[Pointing and labeling entries]
<<<<
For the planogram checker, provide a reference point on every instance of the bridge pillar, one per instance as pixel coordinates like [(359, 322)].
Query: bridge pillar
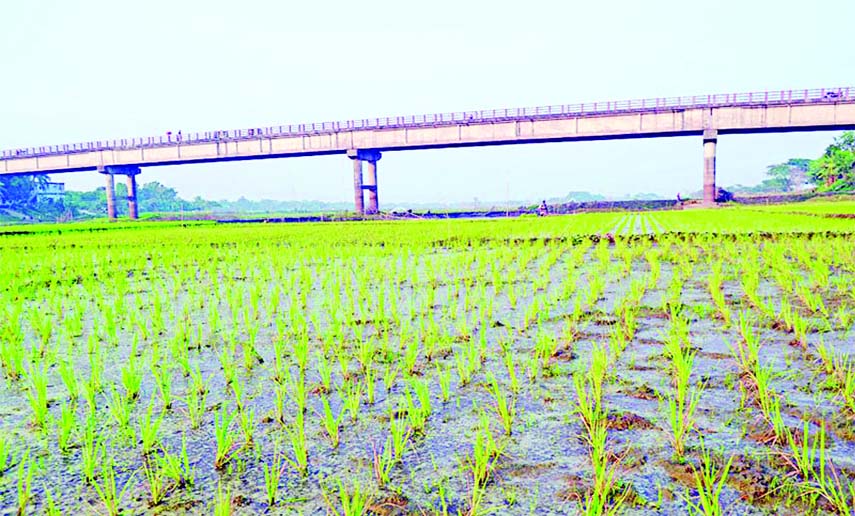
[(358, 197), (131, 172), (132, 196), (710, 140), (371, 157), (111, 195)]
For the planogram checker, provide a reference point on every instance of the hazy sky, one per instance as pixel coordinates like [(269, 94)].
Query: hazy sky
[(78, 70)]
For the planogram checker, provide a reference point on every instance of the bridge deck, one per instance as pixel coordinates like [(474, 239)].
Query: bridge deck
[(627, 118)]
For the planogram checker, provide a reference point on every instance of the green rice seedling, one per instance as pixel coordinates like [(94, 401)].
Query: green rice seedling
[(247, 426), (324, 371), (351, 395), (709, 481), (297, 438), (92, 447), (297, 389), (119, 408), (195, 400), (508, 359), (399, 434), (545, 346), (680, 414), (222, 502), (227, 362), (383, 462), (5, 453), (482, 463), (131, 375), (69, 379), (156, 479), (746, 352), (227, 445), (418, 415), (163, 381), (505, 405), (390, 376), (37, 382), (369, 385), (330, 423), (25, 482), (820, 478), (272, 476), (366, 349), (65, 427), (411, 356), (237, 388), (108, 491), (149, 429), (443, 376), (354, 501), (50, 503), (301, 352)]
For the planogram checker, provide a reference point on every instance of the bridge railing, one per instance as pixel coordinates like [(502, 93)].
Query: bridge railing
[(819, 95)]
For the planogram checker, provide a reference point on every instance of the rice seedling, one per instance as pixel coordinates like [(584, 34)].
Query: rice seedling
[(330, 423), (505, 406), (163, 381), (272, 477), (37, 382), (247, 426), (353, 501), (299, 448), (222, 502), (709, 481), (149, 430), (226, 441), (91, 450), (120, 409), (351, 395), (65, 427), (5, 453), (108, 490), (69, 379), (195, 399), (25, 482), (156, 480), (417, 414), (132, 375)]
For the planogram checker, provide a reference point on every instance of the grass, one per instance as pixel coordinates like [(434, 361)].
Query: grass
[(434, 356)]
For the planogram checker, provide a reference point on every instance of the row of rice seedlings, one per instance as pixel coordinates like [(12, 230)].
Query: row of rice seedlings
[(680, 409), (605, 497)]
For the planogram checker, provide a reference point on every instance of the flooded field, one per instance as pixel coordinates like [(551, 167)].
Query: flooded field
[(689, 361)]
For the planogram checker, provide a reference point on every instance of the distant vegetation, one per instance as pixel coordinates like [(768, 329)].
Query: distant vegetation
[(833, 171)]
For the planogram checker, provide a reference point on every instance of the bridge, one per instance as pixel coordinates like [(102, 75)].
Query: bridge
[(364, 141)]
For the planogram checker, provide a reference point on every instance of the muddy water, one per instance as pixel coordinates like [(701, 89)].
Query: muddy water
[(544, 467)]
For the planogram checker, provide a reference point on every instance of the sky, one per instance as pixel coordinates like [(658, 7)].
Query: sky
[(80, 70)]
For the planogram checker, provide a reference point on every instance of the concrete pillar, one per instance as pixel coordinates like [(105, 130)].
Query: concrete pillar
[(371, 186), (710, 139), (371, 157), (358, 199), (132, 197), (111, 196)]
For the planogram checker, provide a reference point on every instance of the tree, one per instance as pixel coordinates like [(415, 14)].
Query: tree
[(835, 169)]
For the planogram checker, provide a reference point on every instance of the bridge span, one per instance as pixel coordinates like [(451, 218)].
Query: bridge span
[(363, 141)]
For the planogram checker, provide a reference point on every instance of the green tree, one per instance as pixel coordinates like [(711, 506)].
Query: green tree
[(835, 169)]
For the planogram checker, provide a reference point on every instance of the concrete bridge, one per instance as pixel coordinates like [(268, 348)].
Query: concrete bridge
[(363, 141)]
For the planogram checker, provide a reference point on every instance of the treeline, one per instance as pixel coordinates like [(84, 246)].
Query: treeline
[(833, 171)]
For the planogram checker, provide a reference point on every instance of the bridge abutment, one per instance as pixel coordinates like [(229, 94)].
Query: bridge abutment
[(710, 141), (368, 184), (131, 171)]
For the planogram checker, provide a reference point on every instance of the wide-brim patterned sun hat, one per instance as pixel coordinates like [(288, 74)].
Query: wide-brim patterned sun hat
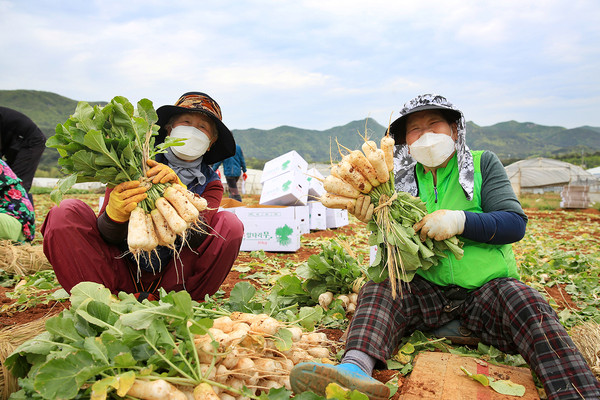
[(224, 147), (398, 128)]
>>>>
What the task requires:
Copy every line of the data word for word, omitting the images.

Problem solution:
For the planogram checker, provide a reference point on every instance of the bridge pillar, one per instance as pixel coordinates like [(359, 322)].
Query: bridge pillar
[(358, 197), (131, 172), (132, 196), (710, 140), (371, 157), (111, 195)]
For the planogram checker, provide a reference point on every instance of the hazy sky, one per instance as pixel coordinates like [(269, 94)].
Query: hazy sky
[(78, 70)]
For the planogram checker, provide a reference point on every instance of the bridge deck, one per instance as pixel coordinates like [(474, 239)].
Query: bridge deck
[(627, 118)]
For the planogram checker, provide a reference point on every instance of the green rice seedling, one per instance as pixel coordinates like [(94, 401)].
Query: green rice seedling
[(247, 426), (324, 371), (351, 395), (709, 481), (297, 438), (92, 447), (297, 389), (119, 408), (195, 400), (508, 359), (399, 434), (545, 346), (680, 414), (222, 502), (227, 362), (383, 462), (5, 453), (482, 463), (131, 375), (69, 379), (156, 479), (746, 352), (227, 445), (418, 415), (163, 381), (505, 405), (390, 376), (37, 382), (369, 385), (330, 423), (25, 482), (820, 478), (272, 476), (366, 349), (65, 427), (411, 356), (237, 388), (108, 491), (149, 429), (443, 376), (354, 501), (50, 503), (301, 352)]
For the planogram checker, provide a reference point on every instance of the bridge railing, one per instance as pixel coordinates like [(502, 93)].
Query: bridge railing
[(819, 95)]
For the planogram checker, provide a reference point on every instance of the rice seedling, one per instance as pixel coordinates like [(584, 34)].
Query: rice seedling
[(330, 423), (505, 406), (163, 381), (272, 477), (37, 382), (247, 426), (353, 501), (299, 448), (222, 502), (709, 481), (149, 430), (226, 441), (91, 450), (120, 409), (351, 395), (65, 427), (5, 453), (108, 490), (69, 379), (195, 399), (25, 482), (156, 480), (417, 414), (132, 375)]
For the planogram checker, provide a reference point on every instance of the grass, one per instance as pixel coordinates like [(434, 361)].
Query: grass
[(434, 356)]
For the planogram checker, provide a reference point on every instance of the row of rice seedlings, one per instance as pixel coordinates like [(12, 230)].
Query: row of rice seedlings
[(680, 409), (605, 497)]
For the planogram checker, provide a reference point on every instance of the flooded field, one per instance as pixel coordinates like [(551, 167)].
Query: flooded field
[(689, 361)]
For the planogram checker, provide a reference point on every instance of the distant vegetation, one per instance as pixel coordinates like [(768, 329)].
Query: distant vegetation
[(833, 171)]
For the planogram checker, provide a reference point on every instance of the bridge, one per instance as pixel coordinates like [(102, 75)].
Query: bridge
[(364, 141)]
For the planogram checker, provide a reference point on every instance of the muddy water, one per instance as pixel coordinates like [(701, 89)].
Query: muddy water
[(544, 467)]
For the planogram checker, provide a reference point on every instance of the sky, one per instance as pixel coordinates like [(658, 7)].
Query: sky
[(80, 70)]
For the planogram checker, provide a reference point on every instance of the concrete pillar, one per instance as pixel coordinates like [(105, 130)].
Query: concrete pillar
[(371, 186), (710, 139), (371, 157), (358, 199), (132, 197), (111, 196)]
For the planogram checker, provide a reference point on every instance of the tree, one per instance as pixel coordinates like [(415, 14)].
Query: tree
[(835, 169)]
For the planogram checker, provide a reference point on every instance of the bridge span, one per instance as pixel coordinates like [(451, 218)].
Query: bridge span
[(363, 141)]
For the planogram checker, provide a reference point on every instance of the green tree, one per instance as pixel coordinates like [(711, 506)].
Query: green tree
[(835, 169)]
For the planogram checker, provide a reference point on every instance of the concrete bridge, one per instance as pixel coordinates like [(268, 348)].
Query: concrete bridge
[(363, 141)]
For the planogram checker, provide a reference point on every instance of the treeline, one per instance as pixel coordinates like [(84, 246)].
Query: treeline
[(833, 171)]
For the planogram checker, provide a reference point on every instance of the bridge abutment, one per instance as pixel coordinates like [(229, 94)].
Query: bridge abutment
[(710, 141), (368, 184), (131, 171)]
For the planogram checker, provide a reference point on every instance of the wide-brim patterned sun hat, one per instance as pixel coordinates like [(288, 74)].
Query: wide-brim patterned sun hat
[(224, 147), (398, 128)]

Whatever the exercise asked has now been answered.